Required task 1 => In the Northwoods League passage, what record did the Madison Night Mares finish the 2025 season with?
Required task 2 => List every NWL alum that the Northwoods League passage names as a member of the World Series-winning Dodgers.
Required task 3 => From the Northwoods League passage, output the part that opens with the words containing "The Minot Honeybees" and closes with "Professional Softball League.".

Reading passage =>
----------------
NWL alum selected as National League Rookie of the Year:
- Drake Baldwin (K-Town Bobbers, 2020; Madison Mallards, 2021)

NWL alums awarded with a 2025 Silver Slugger:
- Pete Alonso (Madison Mallards, 2014)
- Zach McKinstry (Waterloo Bucks, 2015)

NWL alums awarded with a 2025 Gold Glove:
- Nico Hoerner (Madison Mallards, 2016)
- Marcus Semien (Alexandria Beetles, 2009-10)

NWL alums who were members of the World Series-winning Dodgers:
- Alex Call (Eau Claire Express, 2013-14)
- Will Klein (Lakeshore Chinooks, 2019)
- Alex Vesia (Mankato MoonDogs, 2016)

==Softball season overview==
===Background===
The 2025 season was the second season of Northwoods League Softball (NWLS). There were 5 softball teams, playing in one single division. The two teams with the best record competed in a playoff series for the NWLS championship. The Mankato Habaneros entered the season as defending champions, having been granted that achievement due to having the highest record in the inaugural 2024 season.

For 2025, the league expanded to Wausau, Wisconsin. At an unveiling ceremony in April 2025, the Wausau Ignite identity was announced.

===Team highlights===
The Madison Night Mares had an exceptional season, ultimately setting an NWLS record for full season wins, finishing at 35-7. This record would broken by the Night Mares the following season.

The Minot Honeybees finished the season with a 21-21 record, earning the right to compete with Madison for the NWLS championship in a best of three series. Madison swept Minot and won their first NWLS championship.

===Individual highlights===
Paytn Monticelli pitched for the Night Mares in 2025, in the summer between her junior year at Oklahoma and senior year at LSU. She later became the first NWLS alum to play professional softball, debuting in June 2026 with the Atlanta Smoke of the Professional Softball League.

Madison dominated post-season individual NWLS honors. Catcher Hilary Blomberg won NWLS Player of Year for the second year, leading the league in home runs (11) and RBI (47), while also posting a .402 batting average (.471). Fellow Night Mare Karlie McKenzie won the NWLS Pitcher of the Year award, leading the league in ERA (1.86) and wins (10). Night Mares Coach Lexi Godwin was named NWLS Coach of Year.
----------------
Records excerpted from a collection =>
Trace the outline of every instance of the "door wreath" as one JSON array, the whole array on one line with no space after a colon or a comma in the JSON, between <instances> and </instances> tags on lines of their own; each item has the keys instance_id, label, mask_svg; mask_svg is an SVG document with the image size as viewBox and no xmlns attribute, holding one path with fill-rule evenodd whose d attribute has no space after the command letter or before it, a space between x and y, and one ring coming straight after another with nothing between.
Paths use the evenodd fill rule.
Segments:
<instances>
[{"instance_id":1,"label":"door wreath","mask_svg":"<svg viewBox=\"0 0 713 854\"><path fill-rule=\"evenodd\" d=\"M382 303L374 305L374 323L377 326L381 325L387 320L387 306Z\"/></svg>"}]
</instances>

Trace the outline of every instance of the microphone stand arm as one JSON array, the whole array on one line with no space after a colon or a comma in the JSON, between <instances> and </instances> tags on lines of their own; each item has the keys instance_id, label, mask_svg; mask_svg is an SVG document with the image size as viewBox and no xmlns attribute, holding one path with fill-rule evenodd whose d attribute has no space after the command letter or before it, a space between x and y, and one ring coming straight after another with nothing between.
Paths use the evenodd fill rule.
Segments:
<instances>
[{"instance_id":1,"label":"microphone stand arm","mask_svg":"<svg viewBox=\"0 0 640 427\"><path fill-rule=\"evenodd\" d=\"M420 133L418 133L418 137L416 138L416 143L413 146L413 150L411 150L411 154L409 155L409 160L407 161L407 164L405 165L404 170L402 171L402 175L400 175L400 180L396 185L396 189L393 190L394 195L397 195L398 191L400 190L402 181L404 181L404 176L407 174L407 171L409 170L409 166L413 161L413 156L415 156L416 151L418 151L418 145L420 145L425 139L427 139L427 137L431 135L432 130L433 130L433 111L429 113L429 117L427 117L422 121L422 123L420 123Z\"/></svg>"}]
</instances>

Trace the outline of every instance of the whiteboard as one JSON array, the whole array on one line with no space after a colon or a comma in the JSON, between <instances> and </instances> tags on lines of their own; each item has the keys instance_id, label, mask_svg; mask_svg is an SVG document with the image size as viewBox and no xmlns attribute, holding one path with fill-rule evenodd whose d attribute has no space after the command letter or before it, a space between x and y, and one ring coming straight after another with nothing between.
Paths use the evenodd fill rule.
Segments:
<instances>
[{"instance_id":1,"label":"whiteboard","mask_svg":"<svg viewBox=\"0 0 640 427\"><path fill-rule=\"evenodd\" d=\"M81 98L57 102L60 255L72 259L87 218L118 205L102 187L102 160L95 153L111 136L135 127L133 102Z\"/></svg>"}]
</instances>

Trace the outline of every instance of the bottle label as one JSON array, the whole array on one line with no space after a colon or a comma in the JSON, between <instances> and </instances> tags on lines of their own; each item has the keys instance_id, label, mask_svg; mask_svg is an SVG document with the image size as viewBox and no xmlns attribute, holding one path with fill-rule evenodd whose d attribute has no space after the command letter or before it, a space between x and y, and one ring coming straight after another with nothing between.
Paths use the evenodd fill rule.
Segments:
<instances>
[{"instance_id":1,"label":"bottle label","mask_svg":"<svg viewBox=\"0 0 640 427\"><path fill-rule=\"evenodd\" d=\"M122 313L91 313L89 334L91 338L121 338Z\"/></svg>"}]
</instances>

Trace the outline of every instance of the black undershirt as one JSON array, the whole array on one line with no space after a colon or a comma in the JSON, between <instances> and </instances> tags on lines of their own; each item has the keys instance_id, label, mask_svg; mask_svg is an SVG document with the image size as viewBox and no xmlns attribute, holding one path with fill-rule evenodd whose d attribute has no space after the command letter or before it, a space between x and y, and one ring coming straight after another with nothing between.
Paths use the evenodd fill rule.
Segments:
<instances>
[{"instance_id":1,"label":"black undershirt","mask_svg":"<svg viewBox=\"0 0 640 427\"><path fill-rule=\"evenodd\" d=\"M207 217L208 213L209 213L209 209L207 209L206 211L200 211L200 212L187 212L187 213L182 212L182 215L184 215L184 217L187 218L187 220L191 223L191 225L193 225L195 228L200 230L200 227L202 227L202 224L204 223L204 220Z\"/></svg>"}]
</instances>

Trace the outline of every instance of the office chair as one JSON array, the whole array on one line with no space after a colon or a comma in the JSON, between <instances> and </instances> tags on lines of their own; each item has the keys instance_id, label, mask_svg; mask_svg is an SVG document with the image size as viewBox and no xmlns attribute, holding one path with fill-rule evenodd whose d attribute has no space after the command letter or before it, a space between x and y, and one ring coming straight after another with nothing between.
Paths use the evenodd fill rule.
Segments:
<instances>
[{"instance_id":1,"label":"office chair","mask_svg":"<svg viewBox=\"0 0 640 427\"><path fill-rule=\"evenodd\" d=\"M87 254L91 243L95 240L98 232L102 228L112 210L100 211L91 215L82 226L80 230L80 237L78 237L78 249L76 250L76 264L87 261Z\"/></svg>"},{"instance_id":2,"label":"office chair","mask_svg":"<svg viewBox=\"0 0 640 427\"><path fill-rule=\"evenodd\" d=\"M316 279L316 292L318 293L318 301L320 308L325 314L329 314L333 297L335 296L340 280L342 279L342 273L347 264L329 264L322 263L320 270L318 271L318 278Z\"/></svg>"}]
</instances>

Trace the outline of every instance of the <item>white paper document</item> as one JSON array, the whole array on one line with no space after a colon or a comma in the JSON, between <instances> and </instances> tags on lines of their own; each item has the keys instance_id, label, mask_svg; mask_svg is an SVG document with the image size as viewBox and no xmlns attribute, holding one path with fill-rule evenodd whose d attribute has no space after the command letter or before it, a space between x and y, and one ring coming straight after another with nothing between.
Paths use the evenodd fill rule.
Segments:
----------------
Written response 1 => 35-7

Written response 2 =>
- Alex Call
- Will Klein
- Alex Vesia

Written response 3 =>
The Minot Honeybees finished the season with a 21-21 record, earning the right to compete with Madison for the NWLS championship in a best of three series. Madison swept Minot and won their first NWLS championship.

===Individual highlights===
Paytn Monticelli pitched for the Night Mares in 2025, in the summer between her junior year at Oklahoma and senior year at LSU. She later became the first NWLS alum to play professional softball, debuting in June 2026 with the Atlanta Smoke of the Professional Softball League.